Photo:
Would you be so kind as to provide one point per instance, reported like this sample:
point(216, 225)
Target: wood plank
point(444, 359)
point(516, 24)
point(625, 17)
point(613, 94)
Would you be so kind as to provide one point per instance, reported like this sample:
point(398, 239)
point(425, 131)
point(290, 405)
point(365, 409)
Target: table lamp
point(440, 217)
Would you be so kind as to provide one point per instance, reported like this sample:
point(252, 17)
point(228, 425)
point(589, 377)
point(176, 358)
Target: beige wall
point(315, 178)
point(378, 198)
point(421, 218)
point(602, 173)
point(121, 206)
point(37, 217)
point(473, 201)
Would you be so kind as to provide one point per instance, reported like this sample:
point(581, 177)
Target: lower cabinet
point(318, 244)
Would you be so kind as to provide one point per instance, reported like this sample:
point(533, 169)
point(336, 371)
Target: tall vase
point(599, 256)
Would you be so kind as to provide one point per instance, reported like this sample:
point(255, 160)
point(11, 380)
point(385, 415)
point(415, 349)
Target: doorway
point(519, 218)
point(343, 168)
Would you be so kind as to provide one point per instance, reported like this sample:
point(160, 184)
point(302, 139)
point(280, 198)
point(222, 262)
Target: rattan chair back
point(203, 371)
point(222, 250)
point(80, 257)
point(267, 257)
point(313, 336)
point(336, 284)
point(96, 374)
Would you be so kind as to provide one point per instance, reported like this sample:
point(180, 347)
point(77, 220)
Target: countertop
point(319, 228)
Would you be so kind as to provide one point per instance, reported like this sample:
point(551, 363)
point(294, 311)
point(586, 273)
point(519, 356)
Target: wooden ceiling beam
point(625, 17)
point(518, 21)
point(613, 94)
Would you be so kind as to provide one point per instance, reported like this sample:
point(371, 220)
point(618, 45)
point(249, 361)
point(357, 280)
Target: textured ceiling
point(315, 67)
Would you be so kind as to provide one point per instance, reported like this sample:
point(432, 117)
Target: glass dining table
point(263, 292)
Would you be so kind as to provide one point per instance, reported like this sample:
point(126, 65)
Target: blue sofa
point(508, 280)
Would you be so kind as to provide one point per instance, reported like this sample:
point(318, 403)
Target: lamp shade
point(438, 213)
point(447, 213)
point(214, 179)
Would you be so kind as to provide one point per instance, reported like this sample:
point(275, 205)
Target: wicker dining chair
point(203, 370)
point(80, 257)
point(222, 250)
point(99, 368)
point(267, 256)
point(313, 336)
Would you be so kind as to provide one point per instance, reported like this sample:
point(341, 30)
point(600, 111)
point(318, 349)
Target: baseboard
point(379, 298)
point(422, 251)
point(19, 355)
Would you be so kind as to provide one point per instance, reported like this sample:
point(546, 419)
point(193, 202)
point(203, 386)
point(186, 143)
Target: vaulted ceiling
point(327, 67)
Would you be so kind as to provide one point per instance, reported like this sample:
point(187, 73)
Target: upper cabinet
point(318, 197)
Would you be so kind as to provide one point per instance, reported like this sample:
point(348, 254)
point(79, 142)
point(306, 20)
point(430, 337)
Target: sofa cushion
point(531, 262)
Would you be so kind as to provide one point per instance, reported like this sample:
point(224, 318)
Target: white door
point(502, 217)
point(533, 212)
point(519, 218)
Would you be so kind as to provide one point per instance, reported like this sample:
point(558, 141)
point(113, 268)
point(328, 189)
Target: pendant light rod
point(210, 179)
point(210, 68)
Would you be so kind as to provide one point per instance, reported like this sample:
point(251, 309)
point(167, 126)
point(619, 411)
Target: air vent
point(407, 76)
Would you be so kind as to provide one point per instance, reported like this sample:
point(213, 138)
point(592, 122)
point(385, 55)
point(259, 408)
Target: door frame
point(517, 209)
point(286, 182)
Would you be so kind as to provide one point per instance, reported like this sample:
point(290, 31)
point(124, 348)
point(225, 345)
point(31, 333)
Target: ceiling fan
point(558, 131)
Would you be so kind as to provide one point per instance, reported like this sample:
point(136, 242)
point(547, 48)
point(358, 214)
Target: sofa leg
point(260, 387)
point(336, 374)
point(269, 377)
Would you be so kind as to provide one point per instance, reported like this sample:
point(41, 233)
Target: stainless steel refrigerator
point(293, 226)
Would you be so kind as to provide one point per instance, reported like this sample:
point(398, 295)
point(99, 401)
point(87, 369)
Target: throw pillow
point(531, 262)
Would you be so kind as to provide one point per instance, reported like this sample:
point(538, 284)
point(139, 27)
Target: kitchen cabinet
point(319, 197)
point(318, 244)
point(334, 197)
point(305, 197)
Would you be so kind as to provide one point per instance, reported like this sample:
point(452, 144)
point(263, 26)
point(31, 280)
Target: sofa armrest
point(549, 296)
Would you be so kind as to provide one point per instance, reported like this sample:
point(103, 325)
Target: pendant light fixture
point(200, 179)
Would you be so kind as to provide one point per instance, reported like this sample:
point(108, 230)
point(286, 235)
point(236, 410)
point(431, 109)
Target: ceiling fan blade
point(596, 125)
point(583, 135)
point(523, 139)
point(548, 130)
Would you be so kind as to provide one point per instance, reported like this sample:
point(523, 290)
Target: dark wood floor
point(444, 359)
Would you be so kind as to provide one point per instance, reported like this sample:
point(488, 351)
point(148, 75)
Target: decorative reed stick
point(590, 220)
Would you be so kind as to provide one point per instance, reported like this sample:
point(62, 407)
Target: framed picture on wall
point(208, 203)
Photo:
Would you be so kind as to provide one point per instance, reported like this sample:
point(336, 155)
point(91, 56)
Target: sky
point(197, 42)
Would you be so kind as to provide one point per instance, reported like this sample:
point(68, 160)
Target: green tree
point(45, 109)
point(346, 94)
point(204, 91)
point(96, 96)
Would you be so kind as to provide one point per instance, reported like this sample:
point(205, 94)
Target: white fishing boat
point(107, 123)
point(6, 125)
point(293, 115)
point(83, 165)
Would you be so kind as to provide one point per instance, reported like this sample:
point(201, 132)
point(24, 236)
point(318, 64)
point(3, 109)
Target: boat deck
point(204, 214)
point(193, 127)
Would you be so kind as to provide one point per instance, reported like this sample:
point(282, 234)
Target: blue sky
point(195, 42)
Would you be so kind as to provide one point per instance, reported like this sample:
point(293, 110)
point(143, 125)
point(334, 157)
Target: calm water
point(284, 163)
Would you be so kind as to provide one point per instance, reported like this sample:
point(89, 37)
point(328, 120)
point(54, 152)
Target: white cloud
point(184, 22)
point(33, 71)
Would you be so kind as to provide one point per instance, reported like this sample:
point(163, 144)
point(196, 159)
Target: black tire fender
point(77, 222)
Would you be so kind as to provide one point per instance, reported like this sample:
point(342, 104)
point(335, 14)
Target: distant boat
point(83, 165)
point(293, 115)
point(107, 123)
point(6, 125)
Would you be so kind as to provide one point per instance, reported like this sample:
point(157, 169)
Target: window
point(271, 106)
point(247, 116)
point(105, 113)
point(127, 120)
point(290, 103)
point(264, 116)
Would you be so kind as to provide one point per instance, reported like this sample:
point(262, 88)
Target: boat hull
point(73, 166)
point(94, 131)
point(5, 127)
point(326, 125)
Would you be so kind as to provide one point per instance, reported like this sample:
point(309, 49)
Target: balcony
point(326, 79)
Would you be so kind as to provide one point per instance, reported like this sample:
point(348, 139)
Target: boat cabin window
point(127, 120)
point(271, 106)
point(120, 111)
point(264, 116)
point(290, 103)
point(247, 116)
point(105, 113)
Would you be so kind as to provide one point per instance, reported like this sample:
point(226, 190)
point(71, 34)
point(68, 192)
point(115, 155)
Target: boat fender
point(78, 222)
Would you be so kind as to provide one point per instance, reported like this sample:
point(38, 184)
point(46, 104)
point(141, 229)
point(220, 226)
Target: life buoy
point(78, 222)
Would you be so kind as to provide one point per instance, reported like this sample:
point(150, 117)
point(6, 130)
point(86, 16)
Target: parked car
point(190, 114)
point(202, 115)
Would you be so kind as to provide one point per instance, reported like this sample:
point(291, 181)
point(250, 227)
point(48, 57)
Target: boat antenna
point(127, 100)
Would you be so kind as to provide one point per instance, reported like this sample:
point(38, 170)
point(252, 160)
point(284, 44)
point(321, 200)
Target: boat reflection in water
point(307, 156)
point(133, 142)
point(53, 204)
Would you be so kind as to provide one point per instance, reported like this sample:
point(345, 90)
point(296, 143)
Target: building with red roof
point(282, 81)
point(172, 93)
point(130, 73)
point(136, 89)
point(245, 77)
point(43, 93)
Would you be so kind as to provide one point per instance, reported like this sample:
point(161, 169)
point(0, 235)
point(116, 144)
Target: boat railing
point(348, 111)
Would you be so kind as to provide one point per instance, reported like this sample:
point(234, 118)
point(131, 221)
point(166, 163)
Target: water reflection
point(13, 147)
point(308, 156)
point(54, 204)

# # #

§ **Aim**: Could you copy the listing from its first line up to and including the line with "point(473, 201)", leaving the requests and their sample points unchanged but scaling each coordinate in the answer points by 0.85? Round each result to a whole number, with halves rounded up.

§ **Result for this task**:
Photo:
Would you be so kind as to provide one point per instance, reported like this sample:
point(216, 225)
Target: wood plank
point(377, 305)
point(439, 20)
point(531, 14)
point(521, 80)
Would you be so kind as to provide one point per instance, reported like this sample:
point(398, 239)
point(425, 131)
point(290, 405)
point(365, 409)
Target: table lamp
point(374, 184)
Would you be so kind as to provide one point per instance, reported like this sample:
point(252, 17)
point(228, 425)
point(589, 377)
point(176, 358)
Target: beige wall
point(268, 151)
point(321, 168)
point(358, 185)
point(512, 147)
point(103, 175)
point(31, 184)
point(402, 171)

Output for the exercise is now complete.